What needs to be done —
Below is a listing; copy all of it exactly.

Stored data —

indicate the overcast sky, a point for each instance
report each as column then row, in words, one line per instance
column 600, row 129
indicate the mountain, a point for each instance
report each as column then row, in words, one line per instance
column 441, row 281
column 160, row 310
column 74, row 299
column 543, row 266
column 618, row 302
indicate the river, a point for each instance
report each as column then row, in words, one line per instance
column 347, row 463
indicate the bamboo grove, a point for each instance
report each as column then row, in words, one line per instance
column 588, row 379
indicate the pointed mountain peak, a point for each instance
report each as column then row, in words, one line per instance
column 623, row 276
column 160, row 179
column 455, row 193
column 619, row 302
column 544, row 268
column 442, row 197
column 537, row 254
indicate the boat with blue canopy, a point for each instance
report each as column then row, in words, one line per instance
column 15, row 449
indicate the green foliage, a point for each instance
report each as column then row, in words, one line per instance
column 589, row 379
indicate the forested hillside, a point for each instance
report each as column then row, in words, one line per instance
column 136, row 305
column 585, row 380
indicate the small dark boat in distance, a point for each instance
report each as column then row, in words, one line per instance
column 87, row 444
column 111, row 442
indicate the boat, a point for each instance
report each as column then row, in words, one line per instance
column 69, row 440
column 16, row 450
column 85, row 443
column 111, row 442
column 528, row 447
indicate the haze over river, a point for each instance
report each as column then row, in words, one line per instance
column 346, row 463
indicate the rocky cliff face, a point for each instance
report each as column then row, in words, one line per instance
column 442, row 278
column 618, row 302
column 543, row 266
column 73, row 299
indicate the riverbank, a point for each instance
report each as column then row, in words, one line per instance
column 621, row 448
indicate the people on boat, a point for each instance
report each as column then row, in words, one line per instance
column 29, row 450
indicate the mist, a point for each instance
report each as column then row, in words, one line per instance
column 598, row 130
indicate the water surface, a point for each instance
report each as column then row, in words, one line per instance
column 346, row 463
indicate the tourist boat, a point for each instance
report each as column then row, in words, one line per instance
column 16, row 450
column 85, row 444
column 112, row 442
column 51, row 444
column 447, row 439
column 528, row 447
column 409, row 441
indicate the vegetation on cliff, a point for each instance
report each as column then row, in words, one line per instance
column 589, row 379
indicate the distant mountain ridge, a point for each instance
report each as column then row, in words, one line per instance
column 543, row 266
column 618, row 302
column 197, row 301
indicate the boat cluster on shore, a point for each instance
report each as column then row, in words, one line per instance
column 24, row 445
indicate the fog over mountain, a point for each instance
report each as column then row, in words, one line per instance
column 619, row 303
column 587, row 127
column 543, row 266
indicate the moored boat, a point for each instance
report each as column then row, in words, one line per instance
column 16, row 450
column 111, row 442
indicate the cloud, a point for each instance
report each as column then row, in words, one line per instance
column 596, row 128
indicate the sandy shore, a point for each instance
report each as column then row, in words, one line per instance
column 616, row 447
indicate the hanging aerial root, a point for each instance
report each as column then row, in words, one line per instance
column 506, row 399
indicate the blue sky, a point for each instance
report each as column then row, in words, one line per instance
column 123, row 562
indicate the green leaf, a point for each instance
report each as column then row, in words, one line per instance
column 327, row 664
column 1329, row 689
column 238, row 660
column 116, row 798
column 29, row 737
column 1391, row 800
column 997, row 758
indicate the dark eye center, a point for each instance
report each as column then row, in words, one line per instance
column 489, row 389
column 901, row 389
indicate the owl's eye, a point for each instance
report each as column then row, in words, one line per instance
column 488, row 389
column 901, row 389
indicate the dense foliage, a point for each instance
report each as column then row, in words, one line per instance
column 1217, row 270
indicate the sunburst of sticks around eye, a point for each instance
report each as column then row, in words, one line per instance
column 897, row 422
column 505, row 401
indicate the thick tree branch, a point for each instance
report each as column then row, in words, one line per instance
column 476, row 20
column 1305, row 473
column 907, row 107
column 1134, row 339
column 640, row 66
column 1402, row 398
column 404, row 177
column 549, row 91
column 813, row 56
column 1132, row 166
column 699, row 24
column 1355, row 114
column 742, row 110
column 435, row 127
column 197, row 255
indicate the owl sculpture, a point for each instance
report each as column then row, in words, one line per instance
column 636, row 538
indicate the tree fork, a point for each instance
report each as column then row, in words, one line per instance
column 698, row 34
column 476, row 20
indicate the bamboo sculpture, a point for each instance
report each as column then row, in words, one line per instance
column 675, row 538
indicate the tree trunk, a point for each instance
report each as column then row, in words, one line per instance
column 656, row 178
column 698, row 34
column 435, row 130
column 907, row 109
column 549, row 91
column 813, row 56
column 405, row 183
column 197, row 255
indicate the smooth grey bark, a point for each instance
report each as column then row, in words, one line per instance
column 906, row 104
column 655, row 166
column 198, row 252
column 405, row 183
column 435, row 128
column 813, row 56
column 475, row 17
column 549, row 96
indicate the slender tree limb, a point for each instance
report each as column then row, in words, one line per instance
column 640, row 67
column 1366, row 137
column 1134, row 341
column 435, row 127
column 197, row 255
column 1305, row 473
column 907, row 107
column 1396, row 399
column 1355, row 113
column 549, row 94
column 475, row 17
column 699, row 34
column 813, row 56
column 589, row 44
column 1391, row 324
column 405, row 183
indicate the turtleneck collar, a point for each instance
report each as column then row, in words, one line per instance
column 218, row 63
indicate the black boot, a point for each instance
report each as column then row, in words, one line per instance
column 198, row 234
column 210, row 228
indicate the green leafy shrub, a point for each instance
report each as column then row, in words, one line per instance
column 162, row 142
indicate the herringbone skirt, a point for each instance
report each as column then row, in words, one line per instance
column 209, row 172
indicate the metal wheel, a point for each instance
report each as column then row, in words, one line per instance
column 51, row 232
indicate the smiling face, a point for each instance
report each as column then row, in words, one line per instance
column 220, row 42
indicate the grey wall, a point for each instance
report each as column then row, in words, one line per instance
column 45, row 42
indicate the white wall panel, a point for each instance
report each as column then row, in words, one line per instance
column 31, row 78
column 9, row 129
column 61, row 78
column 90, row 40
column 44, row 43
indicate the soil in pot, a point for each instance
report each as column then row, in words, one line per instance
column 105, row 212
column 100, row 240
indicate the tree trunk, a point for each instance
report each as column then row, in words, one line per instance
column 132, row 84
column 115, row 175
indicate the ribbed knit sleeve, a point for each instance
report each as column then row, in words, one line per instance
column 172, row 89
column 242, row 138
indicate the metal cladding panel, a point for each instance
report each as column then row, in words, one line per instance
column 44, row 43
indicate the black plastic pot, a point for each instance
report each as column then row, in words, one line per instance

Task solution —
indicate the overcast sky, a point for each instance
report each as column then row, in words, one line per instance
column 600, row 129
indicate the mountain, a point for each instance
report each as column then row, in words, one line per instance
column 441, row 281
column 160, row 310
column 74, row 299
column 543, row 266
column 618, row 302
indicate the river, a point for each instance
report each as column then row, in words, one line per instance
column 347, row 463
indicate the bamboo grove, a point for each instance
report each as column then row, in words, one line per instance
column 588, row 379
indicate the pointed mountain peak, a point for each instance
report each as column then row, in words, one line per instance
column 623, row 276
column 160, row 179
column 455, row 193
column 619, row 302
column 544, row 268
column 442, row 197
column 537, row 254
indicate the boat with blue canopy, a point for each instance
report each as column then row, in words, one line per instance
column 15, row 449
indicate the green foliage, a point for each instance
report each as column then row, in words, one line per instance
column 589, row 379
indicate the forested hillside, a point for each instance
report each as column then row, in words, one line per instance
column 136, row 305
column 585, row 380
indicate the small dark boat in distance, a point for each instance
report each as column then row, in words, one line per instance
column 87, row 444
column 111, row 442
indicate the boat, a point for each instance
report each as column then row, in words, one line per instance
column 69, row 440
column 16, row 450
column 85, row 443
column 111, row 442
column 528, row 447
indicate the haze over river, a point for each instance
report each as column then row, in words, one line per instance
column 346, row 463
indicate the rocky cliff face, a point for each instance
report each as column then row, in words, one line per instance
column 442, row 278
column 618, row 302
column 543, row 266
column 73, row 299
indicate the riverbank, a point for each instance
report each as column then row, in words, one line per instance
column 621, row 448
indicate the people on boat, a point for each instance
report each as column then row, in words, one line per instance
column 29, row 450
indicate the mist, a point for each instance
report each as column then row, in words, one line per instance
column 598, row 130
indicate the water surface, a point for each instance
report each as column then row, in words, one line per instance
column 346, row 463
indicate the tourist boat, a point for each instance
report each as column then row, in words, one line per instance
column 16, row 450
column 85, row 444
column 112, row 442
column 51, row 444
column 447, row 439
column 528, row 447
column 409, row 441
indicate the vegetation on cliff, a point for each instance
report each as column then row, in words, one line per instance
column 589, row 379
indicate the distant mountain ridge, a point for each instance
report each as column then row, in words, one line per instance
column 543, row 266
column 618, row 302
column 197, row 301
indicate the boat cluster on shore, a point for each instance
report each as column then row, in words, one line per instance
column 24, row 445
indicate the fog over mountain, a point for each instance
report each as column then row, in words, one line per instance
column 619, row 303
column 587, row 127
column 543, row 266
indicate the moored boat, a point for each instance
report each as column then row, in words, one line per instance
column 16, row 450
column 111, row 442
indicate the cloud, a point for each instance
report each as column then row, in words, one line per instance
column 596, row 128
indicate the sandy shore, a point for each instance
report each as column then row, in words, one line per instance
column 616, row 447
indicate the hanging aerial root, a point for each instance
report each as column then row, in words, one line per instance
column 506, row 399
indicate the blue sky, a point for each instance
report each as column then row, in words, one line per instance
column 123, row 562
indicate the green leaf, a point for each instance
report each as column then row, in words, one line per instance
column 327, row 664
column 1329, row 689
column 238, row 660
column 116, row 798
column 29, row 737
column 1391, row 800
column 997, row 758
indicate the dark eye center, a point for each instance
report each as column then row, in words, one line per instance
column 489, row 389
column 901, row 389
indicate the owl's eye, a point for each instance
report each as column then row, in words, one line per instance
column 488, row 389
column 901, row 389
indicate the dense foliage, a point for each instance
report each as column then row, in words, one line per instance
column 1217, row 270
indicate the sunburst of sticks around eye, a point for each instance
report each as column then row, in words, one line per instance
column 897, row 422
column 505, row 401
indicate the thick tree branch, a point for each instance
report each as column then row, in words, one line per instance
column 476, row 20
column 1305, row 473
column 907, row 107
column 1134, row 339
column 640, row 66
column 1402, row 398
column 404, row 177
column 549, row 91
column 813, row 56
column 1132, row 166
column 699, row 24
column 1355, row 114
column 742, row 110
column 435, row 127
column 197, row 255
indicate the owl sculpture, a point for each instance
report each as column then row, in words, one line per instance
column 636, row 538
indicate the tree fork, a point for each instance
report each as column then row, in words, one line per instance
column 698, row 34
column 476, row 20
indicate the bamboo sculpture, a point for each instance
report each as column then row, in words, one line per instance
column 675, row 538
indicate the tree trunk, a point for each instance
report each as column then row, in words, one line per instance
column 656, row 178
column 698, row 34
column 435, row 130
column 907, row 109
column 549, row 91
column 813, row 56
column 405, row 183
column 197, row 255
indicate the smooth grey bark, a point for each instance
report each as column then row, in words, one line per instance
column 906, row 104
column 655, row 166
column 198, row 252
column 405, row 183
column 435, row 128
column 813, row 56
column 475, row 17
column 549, row 96
indicate the slender tree limb, a point for each instance
report each as column then row, in words, one line per instance
column 640, row 67
column 1366, row 137
column 1134, row 341
column 435, row 127
column 197, row 255
column 1305, row 473
column 907, row 107
column 1396, row 399
column 1355, row 113
column 549, row 94
column 475, row 17
column 699, row 34
column 813, row 56
column 589, row 44
column 1391, row 324
column 405, row 183
indicate the turtleneck collar, a point for each instance
report each as column then row, in words, one line per instance
column 218, row 63
indicate the black boot, a point for each instance
report each as column then row, in words, one line per instance
column 198, row 234
column 210, row 228
indicate the green leafy shrub, a point for each instance
report each as column then row, in words, one line per instance
column 162, row 142
indicate the herringbone skirt, a point for each instance
report each as column then row, in words, one line per instance
column 209, row 172
indicate the metal wheel, a point for each instance
report each as column then row, in words, one line per instance
column 51, row 232
indicate the smiling face, a point for each instance
report each as column then row, in words, one line per instance
column 220, row 42
indicate the grey wall, a point for each instance
report each as column then row, in words, one line per instance
column 45, row 42
indicate the white wall panel, a point for each instance
report each as column then row, in words, one line per instance
column 31, row 78
column 9, row 129
column 61, row 78
column 90, row 40
column 44, row 43
indicate the soil in pot, a point for each instance
report each as column then row, in words, one line per instance
column 105, row 212
column 100, row 240
indicate the tree trunk, a point for each instance
report each as column then row, in words, one line per instance
column 132, row 84
column 115, row 175
indicate the ribbed knit sleeve, a point for each instance
report each as column then row, in words, one line per instance
column 172, row 89
column 242, row 138
indicate the metal cladding panel, a point for each instance
report each as column then row, in words, one line per instance
column 44, row 43
indicate the black plastic pot, a point for each instance
report each as column then row, in words, one line per instance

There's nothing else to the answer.